Please write out the stretch of rows from the line that contains "Identify the white wall" through the line that contains "pixel 124 263", both ends included, reproducing each line unchanged.

═══ Input records ═══

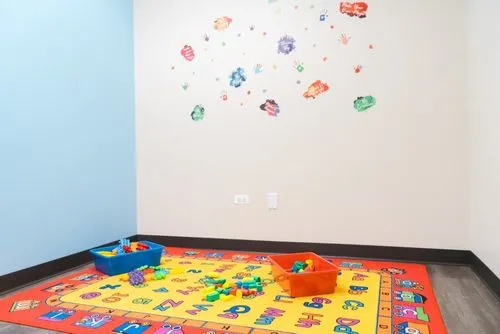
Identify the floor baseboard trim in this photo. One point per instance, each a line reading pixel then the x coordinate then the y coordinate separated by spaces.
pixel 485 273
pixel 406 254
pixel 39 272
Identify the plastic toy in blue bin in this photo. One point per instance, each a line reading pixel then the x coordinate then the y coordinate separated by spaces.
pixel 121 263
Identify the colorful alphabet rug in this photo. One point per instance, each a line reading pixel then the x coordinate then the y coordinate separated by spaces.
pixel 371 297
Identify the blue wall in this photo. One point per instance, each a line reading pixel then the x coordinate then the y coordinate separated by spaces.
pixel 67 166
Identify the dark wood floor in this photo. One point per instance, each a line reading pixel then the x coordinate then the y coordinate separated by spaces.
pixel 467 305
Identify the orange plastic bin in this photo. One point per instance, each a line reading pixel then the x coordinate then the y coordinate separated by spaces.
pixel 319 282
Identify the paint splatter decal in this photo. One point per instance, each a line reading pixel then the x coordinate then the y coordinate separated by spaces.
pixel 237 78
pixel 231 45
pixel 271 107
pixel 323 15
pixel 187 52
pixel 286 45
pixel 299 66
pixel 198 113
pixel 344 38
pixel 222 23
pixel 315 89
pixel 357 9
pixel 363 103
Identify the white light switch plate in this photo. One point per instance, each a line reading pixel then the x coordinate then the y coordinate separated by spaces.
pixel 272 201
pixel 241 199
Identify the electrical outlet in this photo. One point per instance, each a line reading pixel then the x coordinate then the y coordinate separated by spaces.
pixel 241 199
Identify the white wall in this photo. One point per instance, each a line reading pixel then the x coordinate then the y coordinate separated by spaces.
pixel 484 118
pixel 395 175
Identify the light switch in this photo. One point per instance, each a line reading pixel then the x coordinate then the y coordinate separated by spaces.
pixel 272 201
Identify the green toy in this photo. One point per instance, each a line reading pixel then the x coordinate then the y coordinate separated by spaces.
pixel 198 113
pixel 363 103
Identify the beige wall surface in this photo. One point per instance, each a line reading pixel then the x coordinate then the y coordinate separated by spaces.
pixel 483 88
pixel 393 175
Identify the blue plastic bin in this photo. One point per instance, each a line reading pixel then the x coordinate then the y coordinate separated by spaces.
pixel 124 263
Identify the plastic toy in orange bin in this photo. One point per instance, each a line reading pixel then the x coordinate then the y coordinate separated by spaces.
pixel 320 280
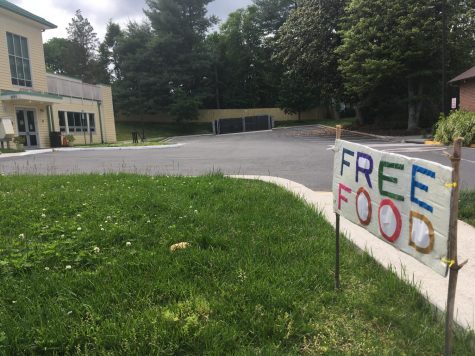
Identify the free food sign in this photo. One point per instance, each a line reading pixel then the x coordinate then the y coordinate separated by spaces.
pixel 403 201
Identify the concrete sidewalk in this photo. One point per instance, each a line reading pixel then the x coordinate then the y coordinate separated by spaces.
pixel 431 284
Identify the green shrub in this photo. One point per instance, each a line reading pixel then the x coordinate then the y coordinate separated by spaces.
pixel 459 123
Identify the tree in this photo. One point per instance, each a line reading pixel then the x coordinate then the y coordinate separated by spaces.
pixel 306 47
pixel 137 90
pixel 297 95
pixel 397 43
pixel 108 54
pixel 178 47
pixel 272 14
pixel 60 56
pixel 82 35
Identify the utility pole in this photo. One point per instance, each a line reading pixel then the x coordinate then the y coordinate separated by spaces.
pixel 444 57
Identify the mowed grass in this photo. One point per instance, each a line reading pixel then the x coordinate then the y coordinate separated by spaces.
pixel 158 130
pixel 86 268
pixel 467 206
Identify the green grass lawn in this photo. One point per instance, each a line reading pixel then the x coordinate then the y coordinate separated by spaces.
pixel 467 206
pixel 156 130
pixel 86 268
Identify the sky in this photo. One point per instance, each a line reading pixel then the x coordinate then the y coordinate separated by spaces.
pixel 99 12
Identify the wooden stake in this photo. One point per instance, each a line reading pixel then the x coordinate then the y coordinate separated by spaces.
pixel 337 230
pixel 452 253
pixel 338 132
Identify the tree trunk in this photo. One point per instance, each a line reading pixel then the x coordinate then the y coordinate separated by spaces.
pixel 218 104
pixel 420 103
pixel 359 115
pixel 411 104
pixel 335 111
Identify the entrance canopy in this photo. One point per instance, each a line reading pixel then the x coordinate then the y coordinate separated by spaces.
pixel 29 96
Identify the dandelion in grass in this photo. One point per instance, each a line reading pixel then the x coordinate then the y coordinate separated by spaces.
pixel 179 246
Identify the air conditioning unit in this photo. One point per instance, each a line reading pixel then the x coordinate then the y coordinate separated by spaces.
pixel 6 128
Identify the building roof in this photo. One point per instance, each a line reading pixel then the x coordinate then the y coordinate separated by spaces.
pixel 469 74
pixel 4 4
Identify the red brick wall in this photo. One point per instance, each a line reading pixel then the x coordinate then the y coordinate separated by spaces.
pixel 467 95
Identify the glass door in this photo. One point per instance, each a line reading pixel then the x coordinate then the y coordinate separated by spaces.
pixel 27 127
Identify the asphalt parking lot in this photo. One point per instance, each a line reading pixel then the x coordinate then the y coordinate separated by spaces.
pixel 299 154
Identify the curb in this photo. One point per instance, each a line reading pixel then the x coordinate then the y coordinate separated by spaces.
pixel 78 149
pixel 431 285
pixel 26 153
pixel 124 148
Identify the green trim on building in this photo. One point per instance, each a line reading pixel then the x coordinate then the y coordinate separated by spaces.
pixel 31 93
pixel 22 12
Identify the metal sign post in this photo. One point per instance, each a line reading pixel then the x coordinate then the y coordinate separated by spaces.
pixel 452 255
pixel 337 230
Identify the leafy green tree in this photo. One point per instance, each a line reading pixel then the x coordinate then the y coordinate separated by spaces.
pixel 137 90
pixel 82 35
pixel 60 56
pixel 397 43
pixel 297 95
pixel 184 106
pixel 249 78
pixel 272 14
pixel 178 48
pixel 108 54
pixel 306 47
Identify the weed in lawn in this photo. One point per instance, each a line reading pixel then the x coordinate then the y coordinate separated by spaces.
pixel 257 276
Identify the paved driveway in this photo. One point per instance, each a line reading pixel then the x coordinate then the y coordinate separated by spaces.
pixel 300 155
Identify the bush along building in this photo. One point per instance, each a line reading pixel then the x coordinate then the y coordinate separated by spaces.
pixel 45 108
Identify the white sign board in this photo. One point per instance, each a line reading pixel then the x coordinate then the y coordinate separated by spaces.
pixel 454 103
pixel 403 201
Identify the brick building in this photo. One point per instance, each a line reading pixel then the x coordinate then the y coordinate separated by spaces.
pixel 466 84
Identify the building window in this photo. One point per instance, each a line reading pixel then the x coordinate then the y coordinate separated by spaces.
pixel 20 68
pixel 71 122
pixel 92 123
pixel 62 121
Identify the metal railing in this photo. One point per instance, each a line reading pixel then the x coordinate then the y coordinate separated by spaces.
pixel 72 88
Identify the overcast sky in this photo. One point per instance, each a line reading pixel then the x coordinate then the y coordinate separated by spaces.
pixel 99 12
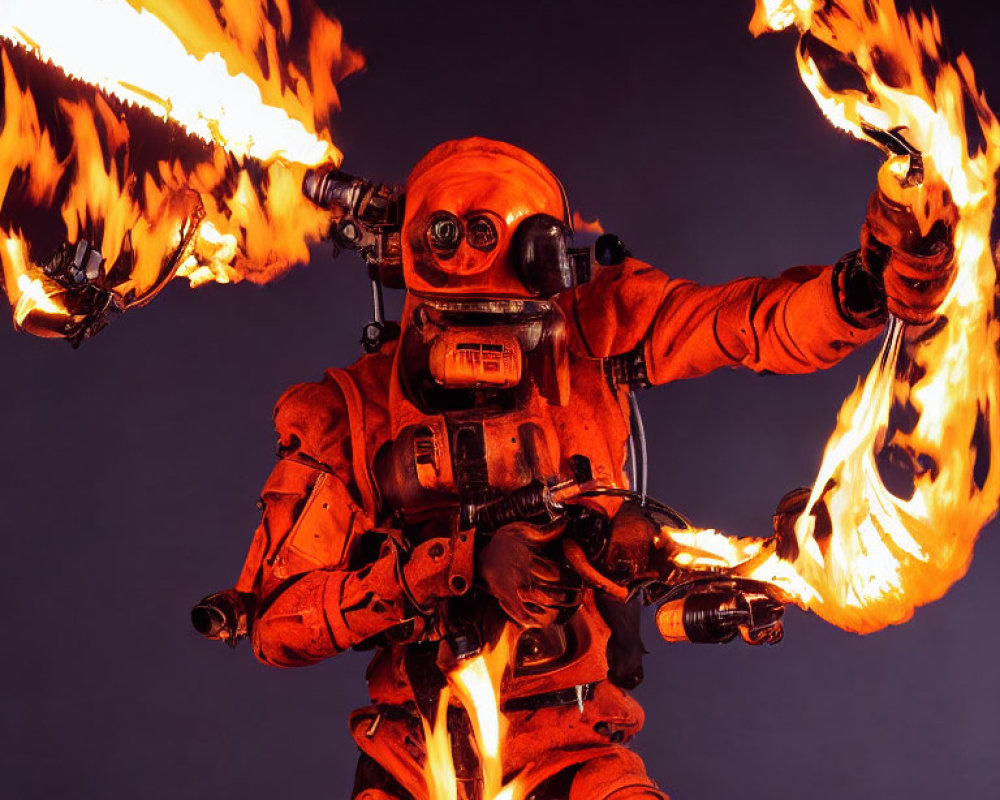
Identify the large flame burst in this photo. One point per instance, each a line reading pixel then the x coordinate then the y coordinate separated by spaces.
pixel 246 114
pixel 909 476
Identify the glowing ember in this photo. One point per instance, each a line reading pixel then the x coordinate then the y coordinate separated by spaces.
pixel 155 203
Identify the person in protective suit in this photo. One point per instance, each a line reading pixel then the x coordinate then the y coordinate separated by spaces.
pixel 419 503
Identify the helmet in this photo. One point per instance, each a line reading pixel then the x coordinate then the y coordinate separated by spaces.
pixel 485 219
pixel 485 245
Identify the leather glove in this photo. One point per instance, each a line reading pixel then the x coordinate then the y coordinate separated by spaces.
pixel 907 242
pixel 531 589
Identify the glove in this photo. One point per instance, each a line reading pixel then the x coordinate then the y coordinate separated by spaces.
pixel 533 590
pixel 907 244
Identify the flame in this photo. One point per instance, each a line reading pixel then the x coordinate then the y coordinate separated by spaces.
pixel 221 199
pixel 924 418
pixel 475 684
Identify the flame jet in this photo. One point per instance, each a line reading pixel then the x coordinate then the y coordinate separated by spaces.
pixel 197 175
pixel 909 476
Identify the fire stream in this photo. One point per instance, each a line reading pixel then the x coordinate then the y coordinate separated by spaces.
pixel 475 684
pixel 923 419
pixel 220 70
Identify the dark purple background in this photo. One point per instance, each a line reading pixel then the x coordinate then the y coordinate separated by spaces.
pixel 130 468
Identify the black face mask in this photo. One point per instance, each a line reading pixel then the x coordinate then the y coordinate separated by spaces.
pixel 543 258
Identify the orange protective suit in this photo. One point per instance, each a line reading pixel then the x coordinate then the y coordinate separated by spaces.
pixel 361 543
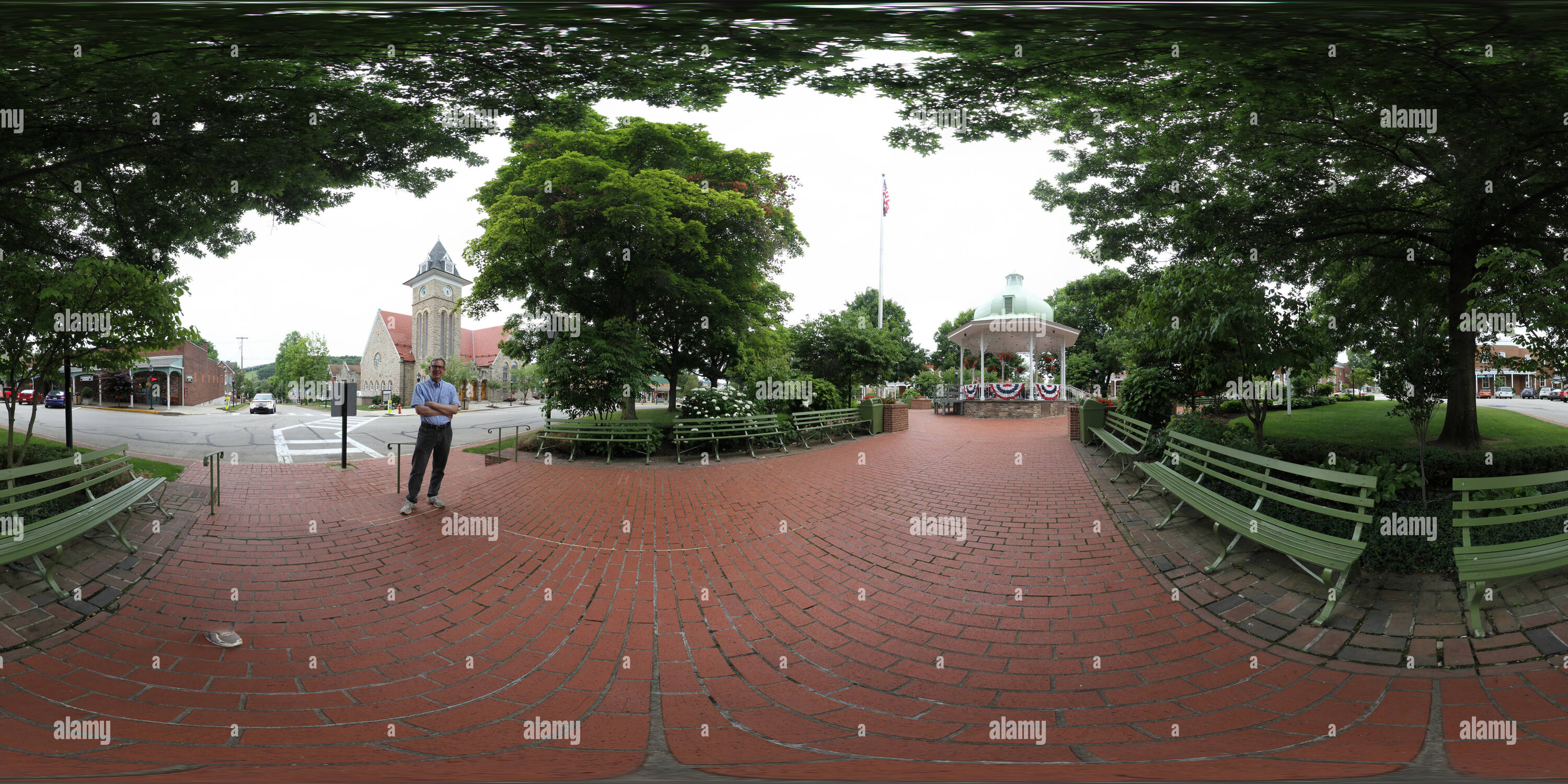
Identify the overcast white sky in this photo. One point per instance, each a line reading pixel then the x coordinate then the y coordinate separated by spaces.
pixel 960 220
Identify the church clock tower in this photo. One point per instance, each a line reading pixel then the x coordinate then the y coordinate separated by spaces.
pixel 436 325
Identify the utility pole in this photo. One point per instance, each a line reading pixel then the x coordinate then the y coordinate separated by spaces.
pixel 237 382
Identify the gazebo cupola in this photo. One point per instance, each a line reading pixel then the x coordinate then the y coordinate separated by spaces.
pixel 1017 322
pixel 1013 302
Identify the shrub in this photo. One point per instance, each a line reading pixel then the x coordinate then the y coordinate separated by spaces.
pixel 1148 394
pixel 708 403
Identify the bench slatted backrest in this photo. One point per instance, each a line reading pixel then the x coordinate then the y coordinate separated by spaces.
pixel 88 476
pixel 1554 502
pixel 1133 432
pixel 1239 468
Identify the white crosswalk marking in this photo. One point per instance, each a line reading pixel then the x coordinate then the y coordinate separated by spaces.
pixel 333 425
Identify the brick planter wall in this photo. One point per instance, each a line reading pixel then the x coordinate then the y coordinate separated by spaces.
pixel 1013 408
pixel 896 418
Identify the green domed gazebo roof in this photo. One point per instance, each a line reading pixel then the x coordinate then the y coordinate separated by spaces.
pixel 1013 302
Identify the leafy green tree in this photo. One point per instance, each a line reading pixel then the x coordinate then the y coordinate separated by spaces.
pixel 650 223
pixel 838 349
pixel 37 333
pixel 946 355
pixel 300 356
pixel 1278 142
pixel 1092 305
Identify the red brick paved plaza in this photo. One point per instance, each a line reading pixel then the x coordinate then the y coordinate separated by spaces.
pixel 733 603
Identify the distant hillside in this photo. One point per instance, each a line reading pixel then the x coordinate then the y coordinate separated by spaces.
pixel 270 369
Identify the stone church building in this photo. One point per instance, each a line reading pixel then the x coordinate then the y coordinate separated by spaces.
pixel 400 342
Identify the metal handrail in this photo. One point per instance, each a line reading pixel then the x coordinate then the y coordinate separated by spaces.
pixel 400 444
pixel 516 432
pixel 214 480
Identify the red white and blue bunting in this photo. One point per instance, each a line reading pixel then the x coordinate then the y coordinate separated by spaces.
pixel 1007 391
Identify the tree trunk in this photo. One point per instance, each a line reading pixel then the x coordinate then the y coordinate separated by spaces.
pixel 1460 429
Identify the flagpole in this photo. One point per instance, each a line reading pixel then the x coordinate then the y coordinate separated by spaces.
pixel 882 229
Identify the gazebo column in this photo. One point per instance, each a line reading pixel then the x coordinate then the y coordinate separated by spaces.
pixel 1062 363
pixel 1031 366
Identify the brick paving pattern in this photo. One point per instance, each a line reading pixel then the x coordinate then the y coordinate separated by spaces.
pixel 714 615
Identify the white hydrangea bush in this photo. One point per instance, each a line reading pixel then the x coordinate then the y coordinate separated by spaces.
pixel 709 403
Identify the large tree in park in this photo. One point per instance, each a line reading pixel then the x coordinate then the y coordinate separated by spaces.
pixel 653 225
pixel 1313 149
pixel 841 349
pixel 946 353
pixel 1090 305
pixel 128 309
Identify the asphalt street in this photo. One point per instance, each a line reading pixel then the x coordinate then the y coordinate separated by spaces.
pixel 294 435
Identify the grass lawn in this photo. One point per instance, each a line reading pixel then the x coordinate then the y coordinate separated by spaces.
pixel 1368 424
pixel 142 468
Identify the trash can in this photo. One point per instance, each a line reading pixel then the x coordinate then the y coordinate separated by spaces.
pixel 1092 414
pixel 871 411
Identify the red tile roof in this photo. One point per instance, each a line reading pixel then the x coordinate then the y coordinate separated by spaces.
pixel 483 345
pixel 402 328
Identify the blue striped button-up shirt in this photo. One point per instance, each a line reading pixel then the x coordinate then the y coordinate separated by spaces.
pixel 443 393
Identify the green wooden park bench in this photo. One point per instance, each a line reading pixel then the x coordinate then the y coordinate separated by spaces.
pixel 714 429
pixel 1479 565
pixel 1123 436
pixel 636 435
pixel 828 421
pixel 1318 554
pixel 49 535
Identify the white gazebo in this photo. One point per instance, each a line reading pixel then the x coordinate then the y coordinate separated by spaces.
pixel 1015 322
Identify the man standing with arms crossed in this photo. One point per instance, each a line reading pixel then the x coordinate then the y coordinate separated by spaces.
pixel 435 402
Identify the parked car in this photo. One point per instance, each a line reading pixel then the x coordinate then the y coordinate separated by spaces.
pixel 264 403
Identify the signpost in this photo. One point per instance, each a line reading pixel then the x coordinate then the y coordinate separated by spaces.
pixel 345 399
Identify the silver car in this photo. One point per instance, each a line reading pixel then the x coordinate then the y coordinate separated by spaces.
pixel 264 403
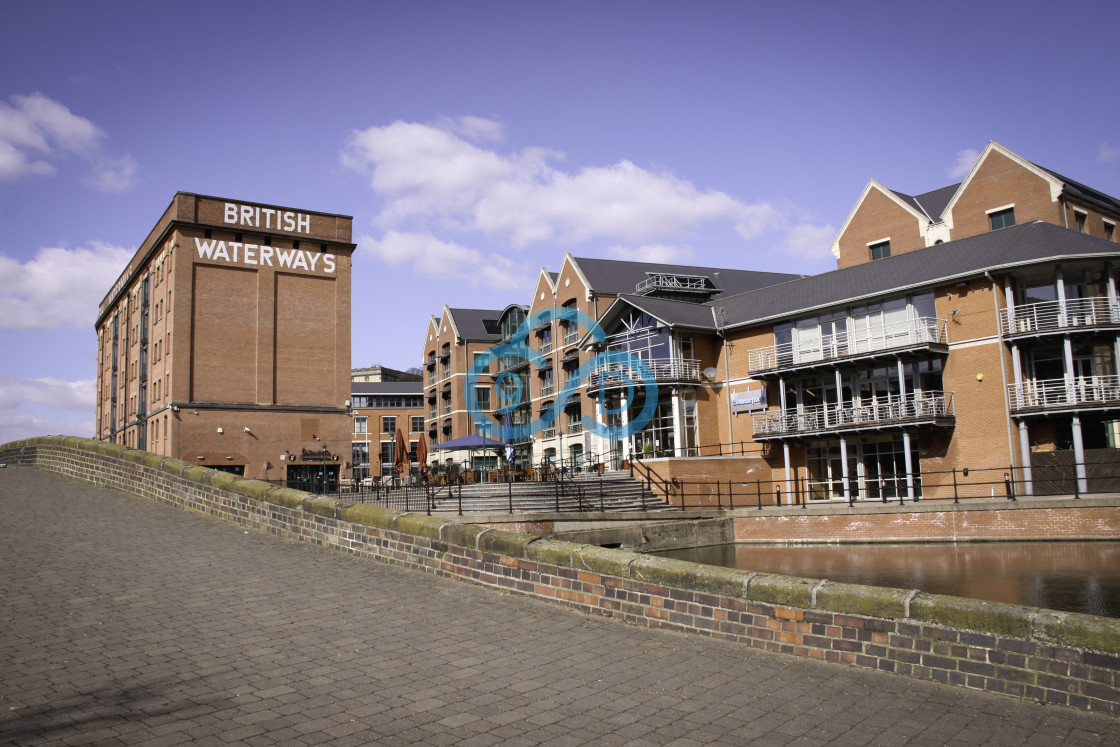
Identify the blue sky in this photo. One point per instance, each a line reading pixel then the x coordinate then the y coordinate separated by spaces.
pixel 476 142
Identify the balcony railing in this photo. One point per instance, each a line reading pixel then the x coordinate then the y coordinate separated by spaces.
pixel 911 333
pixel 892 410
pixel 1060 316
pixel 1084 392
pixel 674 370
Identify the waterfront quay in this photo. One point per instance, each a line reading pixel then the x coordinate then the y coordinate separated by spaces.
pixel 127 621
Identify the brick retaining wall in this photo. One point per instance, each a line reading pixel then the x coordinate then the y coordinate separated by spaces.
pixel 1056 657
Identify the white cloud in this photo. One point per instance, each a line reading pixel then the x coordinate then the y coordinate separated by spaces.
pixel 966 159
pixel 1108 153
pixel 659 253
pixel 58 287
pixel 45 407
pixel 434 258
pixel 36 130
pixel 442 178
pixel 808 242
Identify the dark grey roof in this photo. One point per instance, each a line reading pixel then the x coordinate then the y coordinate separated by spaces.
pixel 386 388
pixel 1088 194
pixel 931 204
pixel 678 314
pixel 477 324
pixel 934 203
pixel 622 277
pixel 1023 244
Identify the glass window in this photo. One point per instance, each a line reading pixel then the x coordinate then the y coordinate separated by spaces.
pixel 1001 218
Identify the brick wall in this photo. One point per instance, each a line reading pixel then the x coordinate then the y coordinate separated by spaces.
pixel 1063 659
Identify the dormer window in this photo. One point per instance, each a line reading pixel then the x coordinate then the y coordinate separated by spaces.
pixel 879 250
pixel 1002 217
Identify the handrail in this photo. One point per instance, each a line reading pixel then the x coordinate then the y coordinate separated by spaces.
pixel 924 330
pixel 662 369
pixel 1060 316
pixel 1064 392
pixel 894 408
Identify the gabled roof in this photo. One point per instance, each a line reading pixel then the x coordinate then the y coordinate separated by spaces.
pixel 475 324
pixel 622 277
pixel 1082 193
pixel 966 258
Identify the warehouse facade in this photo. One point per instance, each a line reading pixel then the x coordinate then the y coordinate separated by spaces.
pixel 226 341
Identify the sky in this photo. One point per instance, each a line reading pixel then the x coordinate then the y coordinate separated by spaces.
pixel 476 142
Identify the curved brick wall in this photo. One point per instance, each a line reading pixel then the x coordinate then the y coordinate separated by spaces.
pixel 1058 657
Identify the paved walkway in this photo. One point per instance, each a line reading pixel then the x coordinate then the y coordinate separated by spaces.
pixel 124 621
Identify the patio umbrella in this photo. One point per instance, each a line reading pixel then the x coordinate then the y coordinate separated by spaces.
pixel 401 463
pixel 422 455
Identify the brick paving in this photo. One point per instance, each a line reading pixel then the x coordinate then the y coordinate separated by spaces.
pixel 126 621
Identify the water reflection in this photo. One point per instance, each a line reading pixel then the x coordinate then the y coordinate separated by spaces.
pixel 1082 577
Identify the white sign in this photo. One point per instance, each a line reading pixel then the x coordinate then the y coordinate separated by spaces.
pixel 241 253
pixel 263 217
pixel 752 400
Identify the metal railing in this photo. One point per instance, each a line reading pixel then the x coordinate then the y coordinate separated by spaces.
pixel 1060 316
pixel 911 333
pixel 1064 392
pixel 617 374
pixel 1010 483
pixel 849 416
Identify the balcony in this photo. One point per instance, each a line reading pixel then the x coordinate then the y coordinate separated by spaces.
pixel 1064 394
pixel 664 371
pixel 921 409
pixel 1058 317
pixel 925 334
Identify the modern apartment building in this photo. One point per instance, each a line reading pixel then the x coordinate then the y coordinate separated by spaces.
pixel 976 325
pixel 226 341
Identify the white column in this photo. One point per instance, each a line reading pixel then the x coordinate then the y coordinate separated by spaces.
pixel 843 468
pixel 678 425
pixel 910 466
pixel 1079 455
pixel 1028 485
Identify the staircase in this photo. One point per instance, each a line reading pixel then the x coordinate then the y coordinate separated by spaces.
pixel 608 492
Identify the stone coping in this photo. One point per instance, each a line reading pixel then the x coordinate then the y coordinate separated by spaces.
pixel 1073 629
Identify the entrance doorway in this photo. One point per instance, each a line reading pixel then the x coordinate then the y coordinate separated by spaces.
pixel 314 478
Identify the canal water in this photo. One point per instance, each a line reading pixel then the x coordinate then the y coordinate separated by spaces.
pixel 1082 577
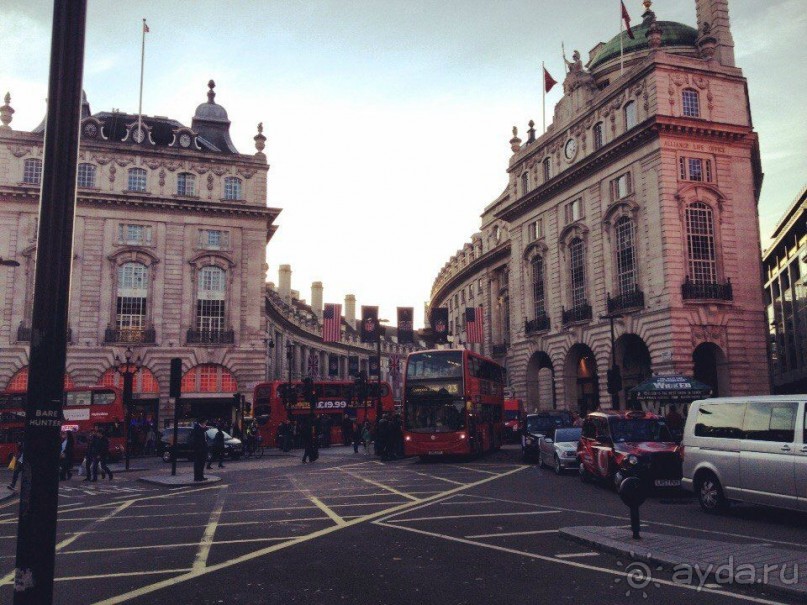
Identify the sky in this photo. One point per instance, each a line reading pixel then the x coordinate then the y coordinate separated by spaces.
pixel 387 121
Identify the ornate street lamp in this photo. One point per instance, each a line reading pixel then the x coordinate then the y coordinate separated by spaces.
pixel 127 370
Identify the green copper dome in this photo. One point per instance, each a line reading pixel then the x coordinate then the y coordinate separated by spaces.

═══

Expected output:
Identify the white wall in this photo. One point per instance, each a line reading pixel then the x coordinate then the y coordinate separated by spaces.
pixel 484 118
pixel 395 175
Identify the light switch in this photo. One point per instance, each a line reading pixel then the x coordinate then the y coordinate separated by spaces.
pixel 272 201
Identify the green toy in this photo. One point per instance, each a line reading pixel then the x coordinate then the y coordinate separated by spaces.
pixel 198 113
pixel 363 103
Identify the beige wall surface in this photo. One point per instance, each a line reading pixel then the x coordinate then the y coordinate separated by spaces.
pixel 483 88
pixel 393 175
Identify the blue plastic bin in this photo. One point per instance, each a line reading pixel then the x coordinate then the y coordinate separated by spaces.
pixel 124 263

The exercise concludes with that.